- **Problem description**: Set down the material below without changes, starting at the line containing "for the carved" and running through the end of the material.

--- begin ---

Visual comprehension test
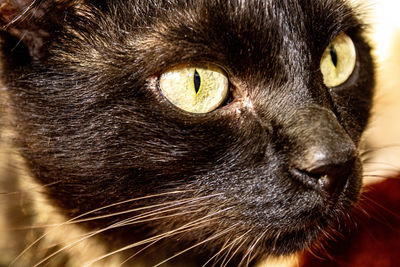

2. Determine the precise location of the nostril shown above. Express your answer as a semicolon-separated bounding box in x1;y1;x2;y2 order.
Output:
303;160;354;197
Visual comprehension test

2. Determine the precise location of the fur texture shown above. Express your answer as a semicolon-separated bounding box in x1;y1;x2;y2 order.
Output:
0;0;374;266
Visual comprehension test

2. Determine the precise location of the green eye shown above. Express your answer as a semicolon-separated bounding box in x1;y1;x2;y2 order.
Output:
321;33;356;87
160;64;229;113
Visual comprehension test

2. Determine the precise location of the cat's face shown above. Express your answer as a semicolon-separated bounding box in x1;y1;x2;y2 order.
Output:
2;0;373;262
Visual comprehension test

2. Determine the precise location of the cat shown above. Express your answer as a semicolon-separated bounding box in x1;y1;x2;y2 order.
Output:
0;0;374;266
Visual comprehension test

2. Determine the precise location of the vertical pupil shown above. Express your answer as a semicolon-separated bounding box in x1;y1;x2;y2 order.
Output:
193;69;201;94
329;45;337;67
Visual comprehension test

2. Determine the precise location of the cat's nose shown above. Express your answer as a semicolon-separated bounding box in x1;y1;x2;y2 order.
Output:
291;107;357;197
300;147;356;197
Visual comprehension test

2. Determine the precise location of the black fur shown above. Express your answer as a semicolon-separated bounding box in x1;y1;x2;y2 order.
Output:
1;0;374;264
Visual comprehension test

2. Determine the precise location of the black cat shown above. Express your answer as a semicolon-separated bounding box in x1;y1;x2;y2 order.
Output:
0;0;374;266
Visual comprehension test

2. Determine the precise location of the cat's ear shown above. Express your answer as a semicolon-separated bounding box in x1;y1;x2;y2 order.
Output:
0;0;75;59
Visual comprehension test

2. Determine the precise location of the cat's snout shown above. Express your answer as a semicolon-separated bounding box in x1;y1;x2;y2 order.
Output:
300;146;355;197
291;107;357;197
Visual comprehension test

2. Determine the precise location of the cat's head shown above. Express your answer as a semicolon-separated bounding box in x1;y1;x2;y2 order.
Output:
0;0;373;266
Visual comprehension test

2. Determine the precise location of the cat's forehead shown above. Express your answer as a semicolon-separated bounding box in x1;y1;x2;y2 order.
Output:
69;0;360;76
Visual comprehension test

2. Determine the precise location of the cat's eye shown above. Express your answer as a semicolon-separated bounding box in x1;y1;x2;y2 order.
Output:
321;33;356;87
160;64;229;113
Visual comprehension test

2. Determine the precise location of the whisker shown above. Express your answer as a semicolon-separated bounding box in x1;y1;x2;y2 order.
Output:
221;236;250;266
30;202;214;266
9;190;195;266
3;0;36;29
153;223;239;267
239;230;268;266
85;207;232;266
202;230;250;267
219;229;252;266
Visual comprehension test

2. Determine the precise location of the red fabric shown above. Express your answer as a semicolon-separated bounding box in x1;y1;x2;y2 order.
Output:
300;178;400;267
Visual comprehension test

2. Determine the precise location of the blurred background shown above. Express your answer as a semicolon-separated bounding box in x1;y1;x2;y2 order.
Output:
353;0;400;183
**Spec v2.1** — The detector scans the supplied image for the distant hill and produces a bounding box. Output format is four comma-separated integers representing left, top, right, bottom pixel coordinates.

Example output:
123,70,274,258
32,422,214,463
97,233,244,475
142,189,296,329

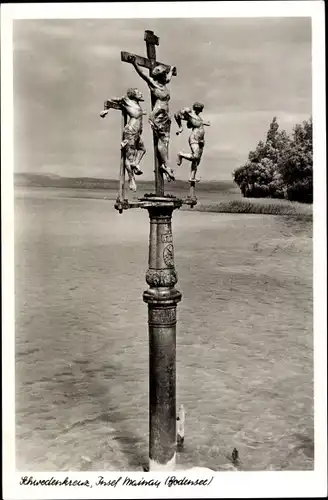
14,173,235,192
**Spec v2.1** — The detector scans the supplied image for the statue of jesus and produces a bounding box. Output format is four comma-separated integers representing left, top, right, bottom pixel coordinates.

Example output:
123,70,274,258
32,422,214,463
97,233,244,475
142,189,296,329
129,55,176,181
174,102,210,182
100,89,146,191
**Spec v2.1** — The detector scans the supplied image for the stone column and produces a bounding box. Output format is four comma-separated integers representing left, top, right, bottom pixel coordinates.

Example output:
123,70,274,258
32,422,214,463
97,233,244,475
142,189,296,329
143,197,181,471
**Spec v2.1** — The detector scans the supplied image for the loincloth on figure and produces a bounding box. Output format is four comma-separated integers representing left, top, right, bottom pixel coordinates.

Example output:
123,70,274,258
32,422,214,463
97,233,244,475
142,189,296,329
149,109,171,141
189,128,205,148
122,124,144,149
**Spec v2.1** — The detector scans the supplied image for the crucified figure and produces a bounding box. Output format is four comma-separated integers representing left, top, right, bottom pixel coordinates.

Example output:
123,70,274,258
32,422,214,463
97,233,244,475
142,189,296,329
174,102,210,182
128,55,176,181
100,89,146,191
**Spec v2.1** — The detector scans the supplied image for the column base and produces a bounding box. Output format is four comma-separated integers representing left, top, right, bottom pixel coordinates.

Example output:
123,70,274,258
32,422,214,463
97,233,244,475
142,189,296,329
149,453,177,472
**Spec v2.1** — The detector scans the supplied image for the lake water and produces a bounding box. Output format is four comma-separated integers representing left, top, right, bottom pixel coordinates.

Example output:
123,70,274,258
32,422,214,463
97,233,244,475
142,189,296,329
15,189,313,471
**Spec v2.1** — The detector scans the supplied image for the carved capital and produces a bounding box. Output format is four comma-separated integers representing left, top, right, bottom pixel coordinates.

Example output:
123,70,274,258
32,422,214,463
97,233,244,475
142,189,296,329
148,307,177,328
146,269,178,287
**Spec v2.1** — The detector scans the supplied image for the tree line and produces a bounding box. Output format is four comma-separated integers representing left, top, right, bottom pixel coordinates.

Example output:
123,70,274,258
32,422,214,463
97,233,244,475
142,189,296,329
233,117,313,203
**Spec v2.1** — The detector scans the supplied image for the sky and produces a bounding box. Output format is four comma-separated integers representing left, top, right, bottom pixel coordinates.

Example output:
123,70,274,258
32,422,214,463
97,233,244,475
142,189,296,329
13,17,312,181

--- end ---

- **Exercise result**:
**Spec v2.1** — The detector scans the supplied image for the carved capital and produces a bounding box. Output format is four comma-separated integers representing left, top, right, bottom pixel coordinates.

Example output:
123,70,274,258
32,422,214,463
97,233,244,475
142,189,296,329
148,307,177,328
146,269,178,287
**Spec v2.1** — The detector scans the supplied image for the tree line and produces a bounding box. Output format is four comma-separated integers representing left, top, right, bottom pixel coordinates.

Example output:
123,70,274,258
32,422,214,463
97,233,244,475
142,189,296,329
233,117,313,203
**Spec v2.1** — The detector scans the supplied image for the sky and produces a bounding box. Output format is four comma-separated integers representing left, top, right, bottom pixel coordinates.

Example output:
123,70,274,258
32,422,214,463
97,233,244,475
142,189,296,329
13,17,312,181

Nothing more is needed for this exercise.